● AVAILABLE DATA
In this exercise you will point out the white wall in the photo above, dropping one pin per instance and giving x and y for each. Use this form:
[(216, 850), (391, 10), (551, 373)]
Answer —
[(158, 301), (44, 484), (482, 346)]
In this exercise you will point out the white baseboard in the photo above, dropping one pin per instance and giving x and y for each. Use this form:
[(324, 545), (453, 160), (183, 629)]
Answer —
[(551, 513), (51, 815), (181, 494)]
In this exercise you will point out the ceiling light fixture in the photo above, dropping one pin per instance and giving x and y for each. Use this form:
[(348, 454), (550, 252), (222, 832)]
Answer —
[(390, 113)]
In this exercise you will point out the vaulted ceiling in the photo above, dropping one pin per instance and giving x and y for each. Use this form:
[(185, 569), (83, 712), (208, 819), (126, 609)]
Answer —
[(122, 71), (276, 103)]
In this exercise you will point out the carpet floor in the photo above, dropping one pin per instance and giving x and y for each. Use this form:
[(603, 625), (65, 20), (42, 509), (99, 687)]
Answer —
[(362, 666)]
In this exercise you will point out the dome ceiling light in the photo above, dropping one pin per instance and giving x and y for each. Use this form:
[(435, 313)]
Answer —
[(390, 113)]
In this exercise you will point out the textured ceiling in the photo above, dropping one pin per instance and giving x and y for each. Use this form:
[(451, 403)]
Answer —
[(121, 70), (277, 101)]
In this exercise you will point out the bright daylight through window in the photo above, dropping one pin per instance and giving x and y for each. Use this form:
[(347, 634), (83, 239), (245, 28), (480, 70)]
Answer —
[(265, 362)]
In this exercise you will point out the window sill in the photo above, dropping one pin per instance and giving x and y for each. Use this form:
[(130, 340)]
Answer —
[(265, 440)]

● WHAT YOU ARE ASKED TO DO
Every line in the data above that includes the word "window" should be copied.

● RESPONSE TO THE EXERCISE
In this exercise you will point out the bright daylight through window in the photo above, dropping one pin per instance and giving x and y for each. Use this form:
In this exercise you will point out the window sill in the photo above, dropping one pin per instance and giving x and y for each. Use this form:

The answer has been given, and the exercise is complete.